DATA IN THIS EXERCISE |
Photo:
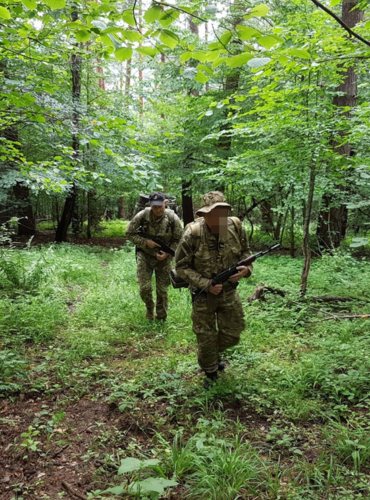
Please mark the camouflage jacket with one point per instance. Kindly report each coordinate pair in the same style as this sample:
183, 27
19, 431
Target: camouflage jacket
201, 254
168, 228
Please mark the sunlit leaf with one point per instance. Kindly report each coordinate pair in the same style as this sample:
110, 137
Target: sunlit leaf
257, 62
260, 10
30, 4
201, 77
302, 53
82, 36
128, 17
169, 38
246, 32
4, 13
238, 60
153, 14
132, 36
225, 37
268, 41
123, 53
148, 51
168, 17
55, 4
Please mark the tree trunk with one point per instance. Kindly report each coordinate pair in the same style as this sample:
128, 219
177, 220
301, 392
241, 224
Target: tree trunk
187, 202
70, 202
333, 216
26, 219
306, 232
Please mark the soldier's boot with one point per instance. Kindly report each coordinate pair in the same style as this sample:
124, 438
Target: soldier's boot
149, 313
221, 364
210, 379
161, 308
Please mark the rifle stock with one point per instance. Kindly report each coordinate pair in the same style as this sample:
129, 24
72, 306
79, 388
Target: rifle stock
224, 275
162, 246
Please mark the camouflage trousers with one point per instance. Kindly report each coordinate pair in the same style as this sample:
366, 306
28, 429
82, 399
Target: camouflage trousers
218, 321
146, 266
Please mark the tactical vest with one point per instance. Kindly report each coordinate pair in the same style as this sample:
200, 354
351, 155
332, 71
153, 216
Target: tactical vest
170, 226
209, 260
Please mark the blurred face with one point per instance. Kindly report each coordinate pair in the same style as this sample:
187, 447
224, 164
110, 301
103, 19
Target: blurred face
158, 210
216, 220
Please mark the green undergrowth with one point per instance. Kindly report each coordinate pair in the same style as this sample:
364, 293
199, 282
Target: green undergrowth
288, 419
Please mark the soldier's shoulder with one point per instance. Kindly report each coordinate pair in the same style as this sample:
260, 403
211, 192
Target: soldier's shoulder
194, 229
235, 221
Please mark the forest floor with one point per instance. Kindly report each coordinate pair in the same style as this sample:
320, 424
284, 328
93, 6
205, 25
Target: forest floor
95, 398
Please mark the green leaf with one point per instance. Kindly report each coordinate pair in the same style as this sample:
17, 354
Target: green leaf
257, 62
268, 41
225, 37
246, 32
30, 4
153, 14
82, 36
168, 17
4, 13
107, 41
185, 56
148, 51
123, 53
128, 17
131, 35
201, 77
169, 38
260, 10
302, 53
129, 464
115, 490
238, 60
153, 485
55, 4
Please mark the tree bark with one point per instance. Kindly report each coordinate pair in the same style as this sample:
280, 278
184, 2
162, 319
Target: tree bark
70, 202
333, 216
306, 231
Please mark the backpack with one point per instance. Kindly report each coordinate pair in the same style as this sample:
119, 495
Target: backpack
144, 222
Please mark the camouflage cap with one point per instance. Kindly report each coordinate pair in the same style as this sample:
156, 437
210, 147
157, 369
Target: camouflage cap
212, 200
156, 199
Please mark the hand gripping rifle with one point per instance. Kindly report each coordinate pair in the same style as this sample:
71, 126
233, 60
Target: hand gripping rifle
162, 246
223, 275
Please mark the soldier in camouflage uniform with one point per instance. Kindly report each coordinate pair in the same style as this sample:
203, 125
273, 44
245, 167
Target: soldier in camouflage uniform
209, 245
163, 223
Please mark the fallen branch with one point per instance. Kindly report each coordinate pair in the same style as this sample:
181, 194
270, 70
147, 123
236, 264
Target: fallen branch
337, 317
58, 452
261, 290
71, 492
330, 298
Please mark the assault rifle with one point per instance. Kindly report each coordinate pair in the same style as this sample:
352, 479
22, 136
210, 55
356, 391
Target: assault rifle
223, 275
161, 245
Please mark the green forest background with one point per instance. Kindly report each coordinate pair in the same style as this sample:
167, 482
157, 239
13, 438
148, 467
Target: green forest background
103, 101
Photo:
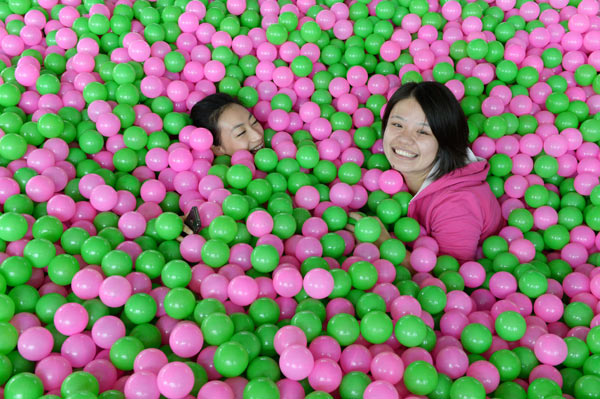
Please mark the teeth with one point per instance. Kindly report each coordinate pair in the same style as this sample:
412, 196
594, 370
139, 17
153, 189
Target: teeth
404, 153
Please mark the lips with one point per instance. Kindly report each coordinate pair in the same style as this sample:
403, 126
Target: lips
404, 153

---

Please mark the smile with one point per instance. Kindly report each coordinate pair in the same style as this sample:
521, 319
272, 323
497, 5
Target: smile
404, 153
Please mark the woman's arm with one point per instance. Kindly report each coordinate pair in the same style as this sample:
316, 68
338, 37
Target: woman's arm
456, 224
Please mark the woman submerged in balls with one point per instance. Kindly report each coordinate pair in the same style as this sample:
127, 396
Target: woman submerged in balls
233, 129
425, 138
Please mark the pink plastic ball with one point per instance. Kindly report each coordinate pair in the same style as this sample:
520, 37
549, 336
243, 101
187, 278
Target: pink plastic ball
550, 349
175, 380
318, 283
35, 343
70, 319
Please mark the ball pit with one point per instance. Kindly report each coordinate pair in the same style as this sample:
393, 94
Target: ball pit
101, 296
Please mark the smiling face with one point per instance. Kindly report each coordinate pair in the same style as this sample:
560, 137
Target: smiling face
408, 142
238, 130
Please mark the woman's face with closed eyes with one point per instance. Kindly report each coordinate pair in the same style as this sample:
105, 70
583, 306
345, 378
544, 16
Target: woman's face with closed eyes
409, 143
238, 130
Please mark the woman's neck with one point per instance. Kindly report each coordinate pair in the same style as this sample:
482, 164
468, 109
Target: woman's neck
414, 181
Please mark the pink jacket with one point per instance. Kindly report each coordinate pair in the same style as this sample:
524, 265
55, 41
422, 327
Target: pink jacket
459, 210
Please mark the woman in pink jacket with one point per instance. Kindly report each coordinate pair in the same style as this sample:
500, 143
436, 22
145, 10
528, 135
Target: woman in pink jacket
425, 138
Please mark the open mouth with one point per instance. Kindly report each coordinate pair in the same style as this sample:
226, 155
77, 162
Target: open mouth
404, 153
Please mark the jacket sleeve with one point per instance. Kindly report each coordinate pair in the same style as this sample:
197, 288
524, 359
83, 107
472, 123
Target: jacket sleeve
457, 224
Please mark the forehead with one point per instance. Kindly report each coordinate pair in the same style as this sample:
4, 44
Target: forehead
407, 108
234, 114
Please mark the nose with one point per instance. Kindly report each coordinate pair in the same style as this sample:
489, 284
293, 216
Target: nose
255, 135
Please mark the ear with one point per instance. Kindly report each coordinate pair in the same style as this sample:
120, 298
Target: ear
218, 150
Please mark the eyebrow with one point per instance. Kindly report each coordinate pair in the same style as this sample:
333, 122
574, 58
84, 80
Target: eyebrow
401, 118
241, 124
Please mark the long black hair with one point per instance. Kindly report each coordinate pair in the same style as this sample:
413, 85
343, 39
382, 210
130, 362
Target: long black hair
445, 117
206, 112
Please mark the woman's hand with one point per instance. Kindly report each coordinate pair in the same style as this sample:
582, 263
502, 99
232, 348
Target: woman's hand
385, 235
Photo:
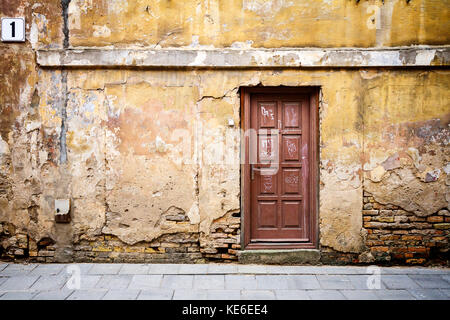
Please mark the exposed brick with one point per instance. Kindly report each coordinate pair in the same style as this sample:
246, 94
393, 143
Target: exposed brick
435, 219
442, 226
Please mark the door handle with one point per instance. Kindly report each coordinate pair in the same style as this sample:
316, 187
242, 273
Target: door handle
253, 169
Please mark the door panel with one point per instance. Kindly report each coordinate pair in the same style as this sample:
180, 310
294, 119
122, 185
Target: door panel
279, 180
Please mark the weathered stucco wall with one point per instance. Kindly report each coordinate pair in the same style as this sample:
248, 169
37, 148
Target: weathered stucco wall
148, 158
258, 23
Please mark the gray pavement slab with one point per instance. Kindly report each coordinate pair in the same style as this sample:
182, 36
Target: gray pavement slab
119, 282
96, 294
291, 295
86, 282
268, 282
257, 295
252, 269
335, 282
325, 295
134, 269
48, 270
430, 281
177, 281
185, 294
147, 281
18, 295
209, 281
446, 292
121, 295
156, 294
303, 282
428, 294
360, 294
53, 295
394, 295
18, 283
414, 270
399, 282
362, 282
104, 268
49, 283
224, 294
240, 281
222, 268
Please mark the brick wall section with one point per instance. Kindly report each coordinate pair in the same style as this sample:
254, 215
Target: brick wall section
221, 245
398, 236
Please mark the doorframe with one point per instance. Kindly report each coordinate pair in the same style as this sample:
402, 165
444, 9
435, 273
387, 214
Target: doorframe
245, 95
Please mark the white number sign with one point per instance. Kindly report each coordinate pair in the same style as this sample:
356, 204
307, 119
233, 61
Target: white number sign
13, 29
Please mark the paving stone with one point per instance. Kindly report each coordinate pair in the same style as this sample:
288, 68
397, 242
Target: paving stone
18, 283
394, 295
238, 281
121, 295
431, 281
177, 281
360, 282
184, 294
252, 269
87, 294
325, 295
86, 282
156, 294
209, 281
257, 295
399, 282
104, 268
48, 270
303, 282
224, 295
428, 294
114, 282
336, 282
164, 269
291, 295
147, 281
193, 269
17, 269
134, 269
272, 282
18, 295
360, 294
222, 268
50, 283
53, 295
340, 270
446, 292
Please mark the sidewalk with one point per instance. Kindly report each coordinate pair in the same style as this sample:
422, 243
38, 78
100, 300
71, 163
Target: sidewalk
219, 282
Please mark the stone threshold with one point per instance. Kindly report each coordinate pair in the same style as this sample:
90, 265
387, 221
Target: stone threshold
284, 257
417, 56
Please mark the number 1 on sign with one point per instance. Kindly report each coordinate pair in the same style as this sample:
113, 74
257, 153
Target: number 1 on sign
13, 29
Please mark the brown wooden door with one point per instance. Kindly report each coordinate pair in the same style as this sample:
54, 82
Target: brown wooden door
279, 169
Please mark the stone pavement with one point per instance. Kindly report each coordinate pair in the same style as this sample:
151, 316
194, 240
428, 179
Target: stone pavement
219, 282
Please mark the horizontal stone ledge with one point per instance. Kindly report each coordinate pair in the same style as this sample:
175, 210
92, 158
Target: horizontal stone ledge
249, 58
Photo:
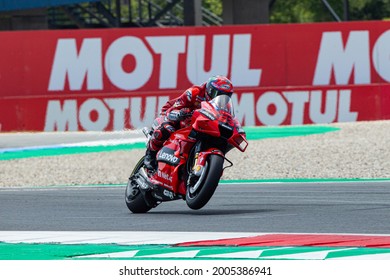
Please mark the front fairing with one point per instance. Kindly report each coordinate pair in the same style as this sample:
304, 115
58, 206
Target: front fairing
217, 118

WORK TO DO | Which lines in the material contain the word "undergrowth", counting only matches in the same case? Copy each of those lines in full.

ANSWER TO THIS TASK |
Please mark the green undergrowth with one point per instance. Kindly report each coordinate pair in the same style as this sample:
Target: green undergrowth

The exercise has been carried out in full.